Texto extraído:
/---

Em relação à Europa, seus trabalhos são diversos e variados: Le Conflit de Trieste (1965), L’Europe de 1815 à nos joursLe Drame de l’Europe, 1914-1915 e o imenso painel L’Europe, histoire de ses peuples (Perrin, 1991). No terreno das biografias, ele abordou a vida de Clemenceau (Fayard, 1988) e tinha um Foch em preparação. Duroselle também dirigiu a grande coleção (13 vols.) La politique étrangère de la France, 1871-1969, na qual escreveu dois volumes: La Décadence, 1932-1939 (Imprimerie Nationale, 1979) e L’Abîme, 1940-1944 (1982; ambos igualmente disponíveis na coleção Points-Seuil desde 1983). Ele tinha aliás dirigido, depois de Pierre Renouvin, a comissão de publicação dos documentos diplomáticos franceses que, no âmbito do Quai d’Orsay, publica regularmente uma seleção de documentos dos arquivos diplomáticos (o último tomo publicado, em três volumes, vai de julho de 1958 a junho de 1959).  

Multidisciplinar, grande apreciador de Raymond Aron, ele tinha consolidado suas reflexões teóricas sobre as relações internacionais no consagrado Tout Empire Périra (Publications de la Sorbonne, 1981; Armand Colin, 1992). Finalmente, um de seus últimos livros publicados em vida foi dedicado ao problema das transferências maciças de populações: L’Invasion: les migrations humaines, chance ou fatalité (Plon, 1992).

\---

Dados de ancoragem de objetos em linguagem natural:

/---

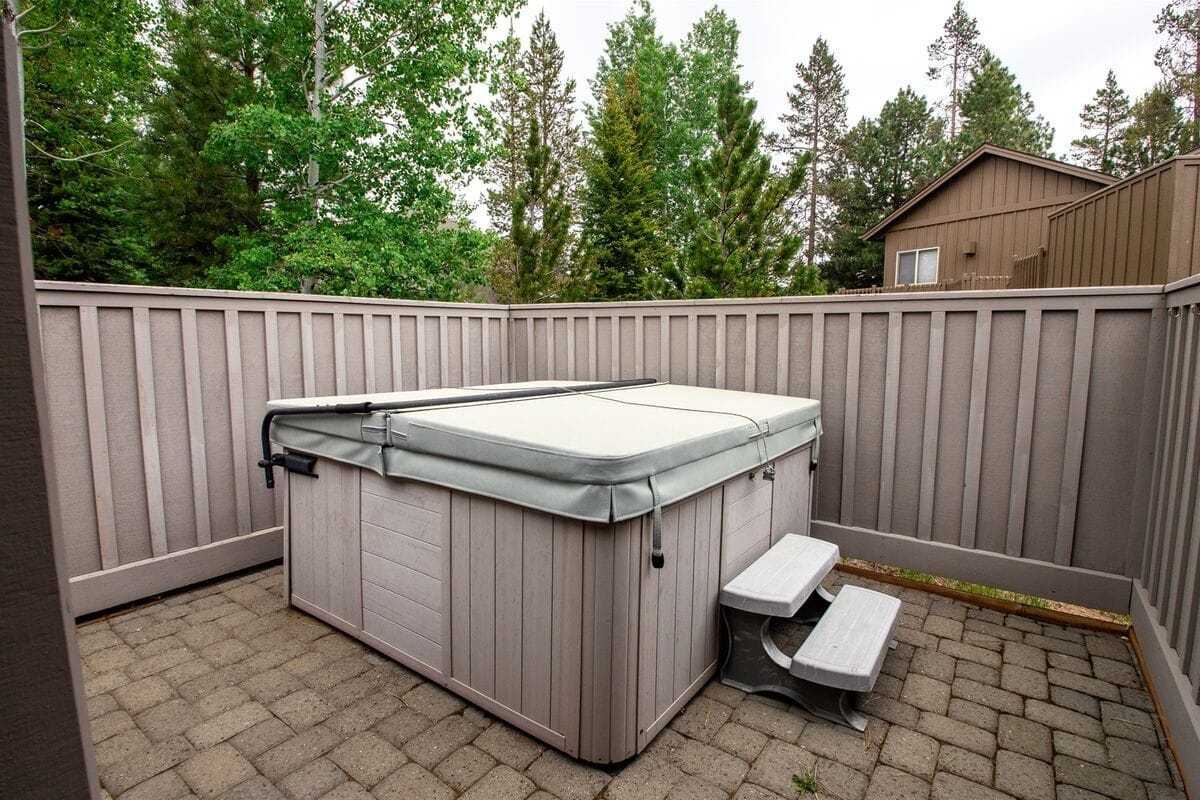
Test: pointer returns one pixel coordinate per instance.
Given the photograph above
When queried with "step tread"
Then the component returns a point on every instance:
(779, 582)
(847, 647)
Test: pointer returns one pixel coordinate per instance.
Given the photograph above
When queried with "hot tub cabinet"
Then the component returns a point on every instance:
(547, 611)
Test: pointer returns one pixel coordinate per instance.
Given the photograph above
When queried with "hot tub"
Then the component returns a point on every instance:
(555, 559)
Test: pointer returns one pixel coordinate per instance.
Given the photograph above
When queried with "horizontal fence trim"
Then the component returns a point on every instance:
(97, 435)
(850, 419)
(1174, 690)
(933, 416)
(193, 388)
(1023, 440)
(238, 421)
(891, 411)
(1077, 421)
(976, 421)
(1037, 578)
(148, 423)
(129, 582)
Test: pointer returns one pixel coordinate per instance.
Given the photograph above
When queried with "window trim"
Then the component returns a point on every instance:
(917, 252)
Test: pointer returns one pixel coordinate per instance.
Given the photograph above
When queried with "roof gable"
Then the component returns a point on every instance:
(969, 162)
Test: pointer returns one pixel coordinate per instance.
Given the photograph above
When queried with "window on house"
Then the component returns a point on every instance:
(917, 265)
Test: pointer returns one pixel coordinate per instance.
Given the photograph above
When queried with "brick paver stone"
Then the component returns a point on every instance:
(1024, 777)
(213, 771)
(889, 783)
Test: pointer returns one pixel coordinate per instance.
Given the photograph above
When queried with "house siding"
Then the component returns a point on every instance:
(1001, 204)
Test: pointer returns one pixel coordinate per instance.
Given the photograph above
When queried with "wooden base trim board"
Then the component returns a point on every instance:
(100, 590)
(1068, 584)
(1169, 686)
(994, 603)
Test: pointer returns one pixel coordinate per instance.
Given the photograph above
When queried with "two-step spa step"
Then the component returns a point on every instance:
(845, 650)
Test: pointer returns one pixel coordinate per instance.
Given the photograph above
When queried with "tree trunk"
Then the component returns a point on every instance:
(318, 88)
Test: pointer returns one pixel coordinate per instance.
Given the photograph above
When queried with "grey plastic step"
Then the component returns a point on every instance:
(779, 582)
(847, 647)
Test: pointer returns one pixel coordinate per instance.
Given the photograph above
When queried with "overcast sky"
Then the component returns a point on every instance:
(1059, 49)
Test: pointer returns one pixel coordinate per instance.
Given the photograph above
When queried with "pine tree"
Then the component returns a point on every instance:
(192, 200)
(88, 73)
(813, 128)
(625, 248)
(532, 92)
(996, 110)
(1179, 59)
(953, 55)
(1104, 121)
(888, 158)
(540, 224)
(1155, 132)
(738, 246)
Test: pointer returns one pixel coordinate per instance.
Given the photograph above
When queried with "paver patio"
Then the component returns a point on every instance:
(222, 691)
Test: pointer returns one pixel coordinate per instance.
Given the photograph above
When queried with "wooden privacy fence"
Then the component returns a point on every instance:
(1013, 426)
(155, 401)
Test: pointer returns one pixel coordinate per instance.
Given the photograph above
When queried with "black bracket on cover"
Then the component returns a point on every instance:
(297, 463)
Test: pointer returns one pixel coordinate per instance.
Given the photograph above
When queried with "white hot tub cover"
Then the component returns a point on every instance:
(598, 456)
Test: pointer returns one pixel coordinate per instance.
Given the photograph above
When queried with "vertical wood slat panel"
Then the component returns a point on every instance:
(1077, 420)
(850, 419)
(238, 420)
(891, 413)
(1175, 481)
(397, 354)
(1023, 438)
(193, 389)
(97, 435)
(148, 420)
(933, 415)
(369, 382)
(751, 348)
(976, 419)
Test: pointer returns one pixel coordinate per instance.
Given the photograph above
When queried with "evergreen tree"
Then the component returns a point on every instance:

\---
/---

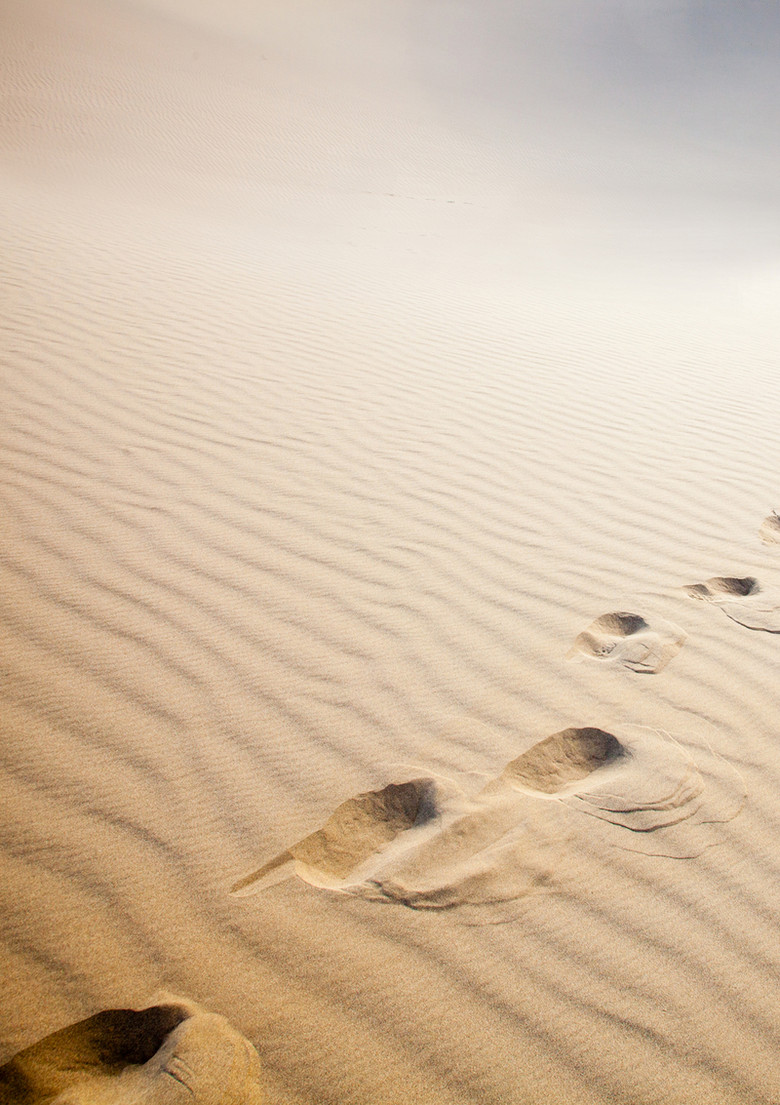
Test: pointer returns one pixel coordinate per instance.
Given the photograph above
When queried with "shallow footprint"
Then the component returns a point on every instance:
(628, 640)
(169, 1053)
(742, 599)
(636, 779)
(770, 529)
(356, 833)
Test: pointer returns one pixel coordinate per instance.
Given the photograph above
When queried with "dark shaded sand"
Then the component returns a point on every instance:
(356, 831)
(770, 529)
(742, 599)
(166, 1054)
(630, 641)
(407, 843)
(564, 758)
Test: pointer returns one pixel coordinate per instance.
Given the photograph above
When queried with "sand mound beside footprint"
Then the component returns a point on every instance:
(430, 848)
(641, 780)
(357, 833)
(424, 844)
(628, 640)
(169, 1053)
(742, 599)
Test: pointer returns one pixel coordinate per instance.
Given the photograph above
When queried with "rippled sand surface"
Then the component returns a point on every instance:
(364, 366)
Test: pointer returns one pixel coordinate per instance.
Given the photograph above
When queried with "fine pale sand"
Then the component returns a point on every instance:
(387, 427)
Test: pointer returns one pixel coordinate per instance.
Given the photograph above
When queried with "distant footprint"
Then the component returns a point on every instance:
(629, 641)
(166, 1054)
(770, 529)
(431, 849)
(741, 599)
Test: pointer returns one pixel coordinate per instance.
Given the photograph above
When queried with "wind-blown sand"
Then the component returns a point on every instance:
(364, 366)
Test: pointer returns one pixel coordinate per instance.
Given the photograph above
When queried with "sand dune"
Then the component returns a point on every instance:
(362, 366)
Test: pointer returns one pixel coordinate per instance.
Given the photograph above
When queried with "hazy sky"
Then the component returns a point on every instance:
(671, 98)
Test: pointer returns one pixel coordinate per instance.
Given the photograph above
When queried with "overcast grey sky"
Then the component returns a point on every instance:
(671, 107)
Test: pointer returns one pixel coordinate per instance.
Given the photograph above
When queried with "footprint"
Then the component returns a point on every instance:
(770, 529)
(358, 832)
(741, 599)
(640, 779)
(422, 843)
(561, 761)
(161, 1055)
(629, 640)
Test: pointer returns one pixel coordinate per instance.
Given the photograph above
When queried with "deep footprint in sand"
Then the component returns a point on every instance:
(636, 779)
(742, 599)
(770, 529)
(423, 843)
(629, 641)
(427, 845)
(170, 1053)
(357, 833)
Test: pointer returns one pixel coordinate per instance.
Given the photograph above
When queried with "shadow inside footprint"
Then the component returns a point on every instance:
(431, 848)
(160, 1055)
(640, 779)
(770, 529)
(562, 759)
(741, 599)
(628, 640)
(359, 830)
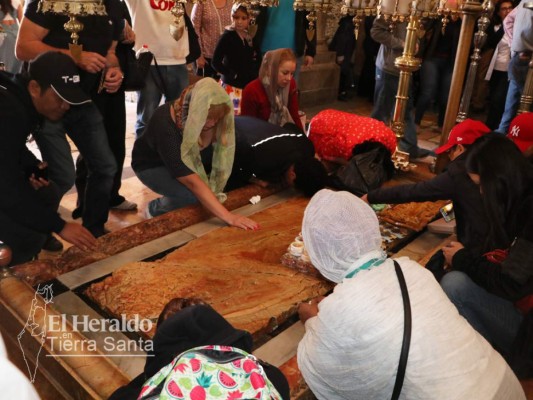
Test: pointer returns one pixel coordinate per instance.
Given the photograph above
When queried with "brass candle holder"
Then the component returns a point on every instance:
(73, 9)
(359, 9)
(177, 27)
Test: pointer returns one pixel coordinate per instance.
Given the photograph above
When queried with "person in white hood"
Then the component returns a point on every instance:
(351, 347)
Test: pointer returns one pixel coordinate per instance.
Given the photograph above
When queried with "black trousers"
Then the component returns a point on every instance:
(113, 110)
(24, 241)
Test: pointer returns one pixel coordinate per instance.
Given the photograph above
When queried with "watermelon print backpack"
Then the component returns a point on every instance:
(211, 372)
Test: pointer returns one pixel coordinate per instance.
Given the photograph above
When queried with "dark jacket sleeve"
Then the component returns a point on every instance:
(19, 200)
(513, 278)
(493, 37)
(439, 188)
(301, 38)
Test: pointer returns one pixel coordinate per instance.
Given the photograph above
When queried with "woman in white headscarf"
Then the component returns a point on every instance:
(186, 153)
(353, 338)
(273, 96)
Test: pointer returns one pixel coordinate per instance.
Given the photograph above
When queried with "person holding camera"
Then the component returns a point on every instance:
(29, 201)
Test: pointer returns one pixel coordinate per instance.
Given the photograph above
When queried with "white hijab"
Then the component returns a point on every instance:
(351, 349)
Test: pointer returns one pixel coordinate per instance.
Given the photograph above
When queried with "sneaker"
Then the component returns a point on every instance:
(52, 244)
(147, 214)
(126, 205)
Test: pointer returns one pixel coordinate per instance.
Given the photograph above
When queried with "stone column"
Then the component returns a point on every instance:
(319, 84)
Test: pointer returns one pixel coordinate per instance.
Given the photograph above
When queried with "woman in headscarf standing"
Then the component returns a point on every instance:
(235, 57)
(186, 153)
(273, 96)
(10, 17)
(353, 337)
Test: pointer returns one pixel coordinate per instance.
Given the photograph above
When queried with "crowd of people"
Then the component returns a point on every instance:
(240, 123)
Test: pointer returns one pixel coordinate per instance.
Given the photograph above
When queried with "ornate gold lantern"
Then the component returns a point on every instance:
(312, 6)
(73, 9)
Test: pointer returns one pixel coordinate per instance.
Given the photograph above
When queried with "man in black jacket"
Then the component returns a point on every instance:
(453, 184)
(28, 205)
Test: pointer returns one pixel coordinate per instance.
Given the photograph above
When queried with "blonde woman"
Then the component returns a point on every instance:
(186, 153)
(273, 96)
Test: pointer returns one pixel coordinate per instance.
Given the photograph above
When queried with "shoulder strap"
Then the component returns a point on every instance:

\---
/---

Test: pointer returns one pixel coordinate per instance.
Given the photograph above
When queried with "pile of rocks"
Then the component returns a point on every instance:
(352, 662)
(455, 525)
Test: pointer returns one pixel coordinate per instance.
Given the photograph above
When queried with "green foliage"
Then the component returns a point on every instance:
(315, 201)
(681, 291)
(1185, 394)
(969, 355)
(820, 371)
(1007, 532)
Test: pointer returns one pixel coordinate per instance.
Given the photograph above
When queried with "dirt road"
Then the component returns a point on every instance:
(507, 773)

\---

Tarefa proposta A:
De acordo com o texto sobre Duroselle, quantos volumes tem a coleção La politique étrangère de la France, 1871-1969?
Tarefa proposta B:
Copie do texto sobre Duroselle a passagem que se inicia com as palavras contendo "Multidisciplinar, grande apreciador" e se encerra em "ou fatalité (Plon, 1992).".

Resposta esperada A:
13 volumes.

Resposta esperada B:
Multidisciplinar, grande apreciador de Raymond Aron, ele tinha consolidado suas reflexões teóricas sobre as relações internacionais no consagrado Tout Empire Périra (Publications de la Sorbonne, 1981; Armand Colin, 1992). Finalmente, um de seus últimos livros publicados em vida foi dedicado ao problema das transferências maciças de populações: L’Invasion: les migrations humaines, chance ou fatalité (Plon, 1992).